Content starts

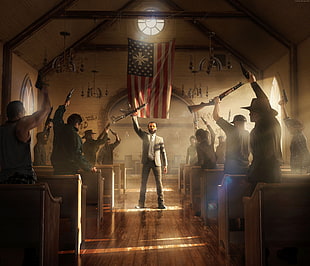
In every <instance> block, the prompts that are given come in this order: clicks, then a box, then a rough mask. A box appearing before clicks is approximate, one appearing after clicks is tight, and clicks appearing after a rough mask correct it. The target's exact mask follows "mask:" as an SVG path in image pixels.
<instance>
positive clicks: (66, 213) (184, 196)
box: [0, 0, 310, 266]
mask: <svg viewBox="0 0 310 266" xmlns="http://www.w3.org/2000/svg"><path fill="white" fill-rule="evenodd" d="M0 6H1V9H0V51H1V53H0V63H1V64H0V73H1V76H0V80H1V86H0V95H1V101H0V106H1V109H0V119H1V124H4V123H5V121H6V119H7V117H6V107H7V105H8V103H9V102H11V101H14V100H20V101H22V102H23V104H24V107H25V111H26V115H31V114H32V113H34V112H36V111H37V110H39V109H40V106H41V103H42V95H41V91H40V89H38V88H36V81H37V78H38V77H39V76H40V78H42V80H43V82H44V83H46V84H48V85H47V87H48V94H49V98H50V102H51V106H52V107H53V108H52V109H51V113H50V115H51V116H50V117H51V118H53V116H54V114H55V111H56V109H57V108H58V106H60V105H63V104H64V102H65V99H66V97H67V95H68V93H70V92H71V95H70V96H71V98H70V105H69V106H68V107H67V110H66V113H65V115H64V120H66V119H67V118H68V116H69V115H71V114H74V113H78V114H80V116H81V117H82V123H81V124H80V126H79V129H78V134H79V136H80V137H81V139H82V140H83V141H84V138H83V136H84V135H85V131H87V130H92V132H94V134H93V136H94V138H95V139H96V138H97V137H98V136H99V135H100V133H102V132H103V131H104V129H105V127H106V126H107V125H108V124H110V129H111V130H112V131H111V132H112V133H113V132H116V133H117V135H118V136H119V138H120V140H121V141H120V143H119V145H118V146H117V147H116V148H115V150H114V151H113V163H111V164H109V165H102V164H100V163H96V166H97V169H100V171H98V172H97V173H87V172H84V171H81V173H80V174H76V175H73V176H56V175H54V174H53V167H52V163H51V159H50V158H51V154H52V150H53V139H54V138H53V137H54V136H53V125H52V123H51V132H50V135H49V136H48V139H47V140H46V143H45V154H46V162H45V164H44V165H34V170H35V172H36V174H37V177H38V180H39V181H40V182H39V183H37V184H35V185H27V186H30V187H29V188H25V187H18V185H14V186H13V185H11V186H10V187H7V188H6V187H5V186H9V185H3V184H1V185H0V190H1V192H0V199H1V200H0V201H1V202H2V203H1V205H0V213H1V217H2V216H5V217H6V219H2V218H0V228H1V229H0V230H1V233H0V234H1V235H2V236H1V241H0V242H1V244H0V266H2V265H5V266H6V265H16V266H17V265H25V264H23V259H24V257H25V256H26V254H27V252H26V251H25V250H26V249H35V250H36V252H37V253H38V254H39V255H38V256H39V258H40V262H39V264H38V265H51V266H56V265H59V266H71V265H79V266H86V265H87V266H88V265H89V266H92V265H195V266H196V265H210V266H217V265H218V266H222V265H223V266H224V265H225V266H226V265H231V266H242V265H245V266H256V265H269V266H274V265H275V266H278V265H308V264H307V263H308V262H309V259H310V258H309V250H310V231H309V228H307V227H308V226H307V225H309V221H310V216H309V214H310V209H309V208H310V196H309V188H310V185H309V183H310V182H309V181H310V174H309V172H307V171H305V172H301V173H298V174H296V173H294V174H293V173H291V171H290V155H291V150H290V142H291V138H292V137H291V135H290V132H289V131H288V129H287V128H286V126H285V123H284V118H285V114H284V113H283V110H281V106H280V105H279V101H280V100H281V99H283V98H285V100H286V109H287V113H288V115H289V117H292V118H295V119H298V120H299V121H301V122H302V124H303V134H304V136H305V138H306V139H309V138H310V109H309V99H310V90H309V84H310V75H309V73H310V52H309V51H310V1H309V0H274V1H268V0H259V1H254V0H251V1H249V0H217V1H212V0H192V1H187V0H118V1H115V0H105V1H99V0H87V1H86V0H50V1H40V0H10V1H8V0H2V1H1V3H0ZM130 40H135V41H137V42H141V43H150V44H154V46H155V44H159V43H168V42H171V41H173V42H174V46H173V56H172V61H171V68H170V70H169V71H171V73H170V74H171V83H170V84H169V89H170V95H169V96H170V97H169V98H167V99H168V100H167V102H166V104H167V105H168V113H167V115H166V116H165V117H158V116H156V115H152V114H153V113H152V114H151V115H150V116H148V117H143V116H142V117H139V123H140V126H141V128H142V129H143V130H145V131H146V130H147V128H148V123H149V122H150V121H154V122H155V123H156V124H157V133H158V135H159V136H161V137H163V139H164V142H165V149H166V153H167V159H168V165H167V168H168V169H167V173H164V174H163V193H164V197H165V205H166V209H164V210H159V209H157V207H156V206H157V205H156V201H157V194H156V188H157V187H156V183H155V181H154V174H153V173H151V174H150V177H149V181H148V184H147V195H146V202H145V204H146V207H145V208H143V209H136V208H135V205H137V203H138V198H139V190H140V182H141V172H142V167H143V166H142V163H141V160H142V159H143V158H142V157H143V156H142V149H141V146H142V141H141V139H140V138H139V136H137V134H136V132H135V130H134V127H133V124H132V120H131V115H132V113H133V112H131V111H132V110H134V108H136V107H138V106H139V104H138V105H136V106H132V103H130V102H129V97H130V94H131V92H130V90H129V85H130V84H129V76H130V72H129V65H130V53H129V51H130V46H129V42H130ZM134 59H135V60H136V62H137V65H138V66H139V65H142V64H143V63H144V62H145V61H148V60H151V59H152V58H149V57H148V58H147V57H144V56H143V55H142V54H136V55H135V56H134ZM139 60H140V61H139ZM155 67H156V66H155V65H154V68H155ZM243 68H244V69H246V70H247V71H249V72H251V73H253V74H254V75H255V77H256V79H257V83H258V84H259V85H260V86H261V87H262V88H263V90H264V92H265V94H266V95H267V97H268V99H269V102H270V105H271V107H272V108H273V109H274V110H276V111H277V113H278V115H277V116H276V118H277V120H278V121H279V123H280V126H281V149H282V156H283V162H282V165H281V172H282V179H283V180H282V182H281V185H283V186H281V187H280V186H276V185H274V184H272V185H271V184H269V185H270V186H268V185H267V186H265V185H264V184H263V183H262V184H259V185H257V187H256V188H255V191H254V193H253V194H252V195H246V194H244V193H243V191H245V190H246V188H245V187H246V186H247V185H246V183H247V178H246V176H245V175H236V176H234V175H224V173H223V163H222V162H221V163H218V165H217V168H216V169H211V170H210V169H202V168H201V167H199V166H192V165H189V164H188V162H187V158H186V154H187V149H188V147H189V145H190V141H189V140H190V136H192V135H195V132H196V130H197V129H199V128H203V129H206V125H207V124H208V125H210V126H211V127H212V128H213V130H214V132H215V136H216V138H215V143H214V147H216V146H217V145H219V139H220V138H219V137H224V138H225V132H224V131H223V130H222V129H221V128H220V127H219V126H218V125H217V123H216V122H215V121H214V119H213V115H212V114H213V113H212V112H213V108H214V102H213V104H212V101H213V99H214V98H215V97H217V96H219V95H222V94H223V93H225V92H227V91H229V93H227V95H225V96H224V97H223V98H222V99H221V105H220V106H221V110H220V113H221V116H222V117H223V118H224V119H225V120H227V121H232V119H233V117H234V115H236V114H241V115H243V116H245V117H246V119H247V121H246V123H245V128H246V129H247V130H248V131H249V132H250V131H251V130H253V128H254V126H255V123H253V122H251V120H250V117H249V111H248V110H246V109H242V108H241V107H244V106H249V105H250V103H251V100H252V98H255V94H254V92H253V90H252V88H251V84H250V83H249V82H248V80H247V78H246V77H245V75H244V73H243V71H242V70H243ZM238 84H239V85H240V86H239V85H238ZM235 87H236V88H235ZM231 88H235V89H234V90H233V91H232V90H230V89H231ZM208 103H211V104H208ZM149 105H150V104H149ZM307 106H308V107H307ZM150 108H151V107H150ZM142 110H143V109H142ZM145 110H146V109H145ZM147 110H148V109H147ZM136 111H137V110H136ZM141 113H143V112H141ZM141 113H140V114H141ZM146 113H147V112H146ZM44 128H45V125H44V123H42V125H41V126H39V127H37V128H34V129H33V130H31V131H30V134H31V143H30V147H31V151H32V154H31V156H32V160H34V147H35V144H36V142H37V139H36V136H37V133H39V132H42V131H43V130H44ZM111 132H109V133H108V136H109V138H110V139H111V141H112V142H114V141H115V136H114V134H112V133H111ZM309 147H310V146H309ZM0 149H1V147H0ZM97 154H98V153H97ZM0 163H1V162H0ZM309 169H310V166H309ZM0 170H1V165H0ZM32 186H33V187H32ZM292 191H299V192H298V193H297V194H296V193H295V192H292ZM294 193H295V194H294ZM35 195H38V198H35ZM37 199H38V202H37ZM294 199H295V200H296V201H295V200H294ZM291 202H295V204H294V203H291ZM5 214H8V215H5ZM24 219H25V220H24ZM17 227H18V229H16V230H15V228H17ZM8 228H9V229H8ZM292 250H293V251H292ZM296 250H297V251H298V252H297V251H296ZM290 252H293V253H294V254H293V255H292V256H291V254H290ZM292 257H293V258H292Z"/></svg>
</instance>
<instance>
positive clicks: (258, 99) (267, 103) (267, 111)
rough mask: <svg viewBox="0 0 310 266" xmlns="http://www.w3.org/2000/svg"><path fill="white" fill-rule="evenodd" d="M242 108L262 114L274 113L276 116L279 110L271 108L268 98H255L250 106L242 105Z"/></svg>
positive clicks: (252, 101) (252, 99)
mask: <svg viewBox="0 0 310 266" xmlns="http://www.w3.org/2000/svg"><path fill="white" fill-rule="evenodd" d="M241 108H242V109H247V110H249V111H252V112H257V113H260V114H270V113H271V114H272V115H273V116H276V115H277V114H278V112H277V111H276V110H274V109H272V108H271V106H270V103H269V101H268V100H264V99H259V98H253V99H252V101H251V105H250V106H245V107H241Z"/></svg>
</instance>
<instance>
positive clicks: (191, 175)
mask: <svg viewBox="0 0 310 266" xmlns="http://www.w3.org/2000/svg"><path fill="white" fill-rule="evenodd" d="M203 174H204V169H201V167H200V166H191V167H190V170H189V178H190V203H191V207H192V210H193V214H194V215H196V216H200V215H201V198H200V196H201V193H200V190H201V187H200V178H201V176H203Z"/></svg>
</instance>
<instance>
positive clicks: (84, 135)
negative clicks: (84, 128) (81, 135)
mask: <svg viewBox="0 0 310 266" xmlns="http://www.w3.org/2000/svg"><path fill="white" fill-rule="evenodd" d="M94 134H96V133H94V132H93V131H92V130H91V129H89V130H85V132H84V136H83V137H82V138H83V139H85V138H86V136H90V135H94Z"/></svg>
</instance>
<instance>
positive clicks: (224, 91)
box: [187, 82, 244, 113]
mask: <svg viewBox="0 0 310 266" xmlns="http://www.w3.org/2000/svg"><path fill="white" fill-rule="evenodd" d="M243 84H244V83H242V82H239V83H238V84H237V85H235V86H233V87H231V88H230V89H228V90H226V91H224V92H223V93H221V94H220V95H219V96H218V97H219V98H220V100H222V99H223V98H224V97H226V96H227V95H228V94H230V93H232V92H233V91H235V90H236V89H238V88H240V87H241V86H242V85H243ZM210 105H214V98H213V99H211V100H210V101H209V102H207V103H204V102H201V103H200V104H196V105H189V106H187V107H188V110H189V111H190V112H191V113H193V112H198V111H199V110H200V109H202V108H203V107H205V106H210Z"/></svg>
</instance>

Content ends

→ **WORK INSTRUCTION**
Please copy out the stretch from the start of the records through the line containing "box: [0, 0, 310, 266]", unchanged and leaving out the pictures.

→ **SOLVED EXERCISE**
In every <instance> block, the prompts that are given come in this order: clicks, then a box, then a rough mask. A box appearing before clicks is approximate, one appearing after clicks is tight, and clicks appearing after a rough mask correct it. The target's exact mask follows "mask:" as an SVG path in image pixels.
<instance>
positive clicks: (66, 213) (184, 196)
box: [0, 0, 310, 266]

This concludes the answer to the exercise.